What needs to be done:
Count the lines in the material below that contain the string "photo", treating uppercase and lowercase letters as different. Reply with the number only.

>> BEGIN

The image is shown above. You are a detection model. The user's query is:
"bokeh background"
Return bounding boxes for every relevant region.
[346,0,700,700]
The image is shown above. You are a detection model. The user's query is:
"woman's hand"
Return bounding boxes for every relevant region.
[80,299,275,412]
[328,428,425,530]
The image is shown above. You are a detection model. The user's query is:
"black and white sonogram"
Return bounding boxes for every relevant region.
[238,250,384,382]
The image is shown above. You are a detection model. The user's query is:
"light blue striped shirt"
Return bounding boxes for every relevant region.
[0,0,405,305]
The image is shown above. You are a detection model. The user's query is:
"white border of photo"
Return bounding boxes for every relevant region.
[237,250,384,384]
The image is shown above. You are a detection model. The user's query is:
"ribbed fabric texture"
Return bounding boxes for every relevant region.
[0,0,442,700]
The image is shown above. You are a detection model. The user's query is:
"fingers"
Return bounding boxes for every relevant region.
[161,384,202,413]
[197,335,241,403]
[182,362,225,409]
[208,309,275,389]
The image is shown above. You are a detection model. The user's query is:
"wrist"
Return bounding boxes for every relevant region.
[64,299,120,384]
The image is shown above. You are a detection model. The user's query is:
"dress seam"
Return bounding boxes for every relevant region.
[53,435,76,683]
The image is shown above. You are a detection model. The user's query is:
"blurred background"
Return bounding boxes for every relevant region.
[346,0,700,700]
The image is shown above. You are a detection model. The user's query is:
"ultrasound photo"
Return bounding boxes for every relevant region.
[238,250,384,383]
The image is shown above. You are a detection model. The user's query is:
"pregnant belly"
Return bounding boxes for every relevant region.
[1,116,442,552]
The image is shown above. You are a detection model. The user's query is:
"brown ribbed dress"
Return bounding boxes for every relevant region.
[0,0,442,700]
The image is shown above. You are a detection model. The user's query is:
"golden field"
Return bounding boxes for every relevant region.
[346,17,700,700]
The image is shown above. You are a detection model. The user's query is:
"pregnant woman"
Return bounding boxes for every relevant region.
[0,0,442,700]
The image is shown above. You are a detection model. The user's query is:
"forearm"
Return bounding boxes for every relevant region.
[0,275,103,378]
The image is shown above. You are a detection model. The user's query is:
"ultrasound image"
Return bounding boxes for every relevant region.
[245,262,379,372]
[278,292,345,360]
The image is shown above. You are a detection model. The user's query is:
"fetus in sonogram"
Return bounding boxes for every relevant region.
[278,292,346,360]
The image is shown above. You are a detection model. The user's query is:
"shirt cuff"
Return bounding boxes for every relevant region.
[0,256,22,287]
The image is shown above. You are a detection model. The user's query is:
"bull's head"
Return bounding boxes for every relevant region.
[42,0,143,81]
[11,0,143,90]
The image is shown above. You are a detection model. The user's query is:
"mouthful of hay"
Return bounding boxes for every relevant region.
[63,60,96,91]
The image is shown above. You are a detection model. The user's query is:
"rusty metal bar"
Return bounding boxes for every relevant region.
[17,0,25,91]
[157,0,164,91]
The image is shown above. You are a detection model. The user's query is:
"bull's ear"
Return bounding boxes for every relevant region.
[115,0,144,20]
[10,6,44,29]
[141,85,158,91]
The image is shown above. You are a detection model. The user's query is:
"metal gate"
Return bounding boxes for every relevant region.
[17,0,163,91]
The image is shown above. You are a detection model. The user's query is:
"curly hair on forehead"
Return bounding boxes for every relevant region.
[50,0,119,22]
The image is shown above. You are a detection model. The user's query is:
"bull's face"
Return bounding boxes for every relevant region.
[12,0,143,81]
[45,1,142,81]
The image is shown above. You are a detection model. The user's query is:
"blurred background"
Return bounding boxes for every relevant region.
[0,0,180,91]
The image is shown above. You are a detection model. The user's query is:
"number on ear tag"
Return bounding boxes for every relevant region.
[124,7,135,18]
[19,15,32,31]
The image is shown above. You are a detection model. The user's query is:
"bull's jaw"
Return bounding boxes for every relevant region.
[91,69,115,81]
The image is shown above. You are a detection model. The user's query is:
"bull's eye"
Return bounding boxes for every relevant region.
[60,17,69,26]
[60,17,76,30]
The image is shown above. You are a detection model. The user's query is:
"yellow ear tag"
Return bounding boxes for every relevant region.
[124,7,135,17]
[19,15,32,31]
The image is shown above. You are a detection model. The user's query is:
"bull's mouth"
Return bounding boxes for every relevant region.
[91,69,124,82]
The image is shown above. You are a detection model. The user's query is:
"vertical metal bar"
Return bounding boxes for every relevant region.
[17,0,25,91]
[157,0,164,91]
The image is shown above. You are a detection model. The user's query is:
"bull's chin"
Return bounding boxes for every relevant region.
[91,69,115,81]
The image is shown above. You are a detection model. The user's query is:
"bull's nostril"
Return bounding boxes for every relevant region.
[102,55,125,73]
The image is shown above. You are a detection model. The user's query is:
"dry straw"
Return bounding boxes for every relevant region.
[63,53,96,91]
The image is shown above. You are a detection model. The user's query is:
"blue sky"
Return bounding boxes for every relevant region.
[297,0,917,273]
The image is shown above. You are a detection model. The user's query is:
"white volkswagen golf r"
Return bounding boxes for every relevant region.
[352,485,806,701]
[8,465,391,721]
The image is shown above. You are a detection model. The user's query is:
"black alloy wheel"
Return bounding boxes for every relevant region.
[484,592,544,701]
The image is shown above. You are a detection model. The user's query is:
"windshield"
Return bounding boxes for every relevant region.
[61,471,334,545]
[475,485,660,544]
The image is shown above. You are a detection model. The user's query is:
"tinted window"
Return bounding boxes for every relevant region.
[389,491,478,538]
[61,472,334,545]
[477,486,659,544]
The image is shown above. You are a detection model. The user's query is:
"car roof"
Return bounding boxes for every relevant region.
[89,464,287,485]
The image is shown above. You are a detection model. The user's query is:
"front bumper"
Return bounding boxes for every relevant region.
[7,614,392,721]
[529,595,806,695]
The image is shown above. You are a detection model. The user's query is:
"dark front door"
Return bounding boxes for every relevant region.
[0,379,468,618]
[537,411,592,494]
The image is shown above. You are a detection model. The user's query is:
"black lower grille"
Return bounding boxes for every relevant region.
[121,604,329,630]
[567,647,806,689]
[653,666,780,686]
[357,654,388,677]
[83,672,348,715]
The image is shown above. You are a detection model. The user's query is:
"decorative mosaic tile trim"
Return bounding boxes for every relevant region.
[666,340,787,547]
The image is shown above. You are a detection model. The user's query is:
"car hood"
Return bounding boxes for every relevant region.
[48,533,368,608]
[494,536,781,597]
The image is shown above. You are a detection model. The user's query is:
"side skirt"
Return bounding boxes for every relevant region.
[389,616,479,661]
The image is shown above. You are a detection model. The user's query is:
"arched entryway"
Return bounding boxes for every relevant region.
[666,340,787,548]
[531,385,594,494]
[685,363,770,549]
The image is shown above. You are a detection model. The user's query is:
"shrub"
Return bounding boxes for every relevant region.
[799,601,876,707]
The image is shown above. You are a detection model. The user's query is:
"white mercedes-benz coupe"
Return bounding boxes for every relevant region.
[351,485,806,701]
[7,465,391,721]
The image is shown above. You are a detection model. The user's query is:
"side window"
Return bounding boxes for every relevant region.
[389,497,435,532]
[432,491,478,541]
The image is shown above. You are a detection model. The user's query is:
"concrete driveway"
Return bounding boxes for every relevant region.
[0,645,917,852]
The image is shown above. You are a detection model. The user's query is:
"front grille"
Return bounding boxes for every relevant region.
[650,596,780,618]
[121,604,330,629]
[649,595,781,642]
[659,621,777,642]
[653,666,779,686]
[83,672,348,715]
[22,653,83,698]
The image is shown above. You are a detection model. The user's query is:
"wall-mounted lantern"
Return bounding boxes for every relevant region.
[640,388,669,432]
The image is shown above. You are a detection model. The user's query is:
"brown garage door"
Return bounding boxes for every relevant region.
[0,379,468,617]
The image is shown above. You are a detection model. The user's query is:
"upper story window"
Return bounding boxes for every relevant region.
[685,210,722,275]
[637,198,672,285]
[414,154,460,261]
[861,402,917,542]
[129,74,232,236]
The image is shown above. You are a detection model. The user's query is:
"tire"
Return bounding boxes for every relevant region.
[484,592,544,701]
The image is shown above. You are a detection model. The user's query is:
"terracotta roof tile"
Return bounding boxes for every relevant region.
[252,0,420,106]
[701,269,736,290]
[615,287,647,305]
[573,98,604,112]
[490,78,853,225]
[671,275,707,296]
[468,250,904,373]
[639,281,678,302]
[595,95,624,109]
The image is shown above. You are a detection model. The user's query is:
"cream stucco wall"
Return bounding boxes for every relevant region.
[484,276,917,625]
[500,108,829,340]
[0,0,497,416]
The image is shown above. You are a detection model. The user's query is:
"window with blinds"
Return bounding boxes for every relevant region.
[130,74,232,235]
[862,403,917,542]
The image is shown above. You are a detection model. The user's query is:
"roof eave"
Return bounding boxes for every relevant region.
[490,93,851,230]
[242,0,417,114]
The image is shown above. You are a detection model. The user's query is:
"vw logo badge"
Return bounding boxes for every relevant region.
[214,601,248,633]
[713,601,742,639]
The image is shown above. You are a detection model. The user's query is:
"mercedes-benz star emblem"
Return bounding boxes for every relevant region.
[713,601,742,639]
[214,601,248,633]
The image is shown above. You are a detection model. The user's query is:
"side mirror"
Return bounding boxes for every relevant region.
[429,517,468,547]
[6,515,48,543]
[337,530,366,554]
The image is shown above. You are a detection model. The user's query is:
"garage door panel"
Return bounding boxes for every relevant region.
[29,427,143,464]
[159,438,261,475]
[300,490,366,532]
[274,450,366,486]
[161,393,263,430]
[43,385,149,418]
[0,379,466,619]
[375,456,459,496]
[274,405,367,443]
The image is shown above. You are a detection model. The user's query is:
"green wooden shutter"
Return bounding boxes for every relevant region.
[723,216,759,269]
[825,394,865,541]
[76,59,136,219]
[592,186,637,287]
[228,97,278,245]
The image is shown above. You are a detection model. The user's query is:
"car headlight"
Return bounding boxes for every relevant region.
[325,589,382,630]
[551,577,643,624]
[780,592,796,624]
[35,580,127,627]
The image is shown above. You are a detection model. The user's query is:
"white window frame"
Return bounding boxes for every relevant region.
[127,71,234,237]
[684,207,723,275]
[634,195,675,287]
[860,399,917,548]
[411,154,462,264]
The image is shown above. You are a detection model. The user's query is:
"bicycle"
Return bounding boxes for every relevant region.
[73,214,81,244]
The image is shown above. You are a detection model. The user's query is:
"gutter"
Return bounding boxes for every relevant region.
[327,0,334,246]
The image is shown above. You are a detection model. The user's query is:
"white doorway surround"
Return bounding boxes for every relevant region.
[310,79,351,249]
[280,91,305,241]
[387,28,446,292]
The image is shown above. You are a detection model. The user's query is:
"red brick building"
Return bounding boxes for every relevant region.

>> END

Full solution:
2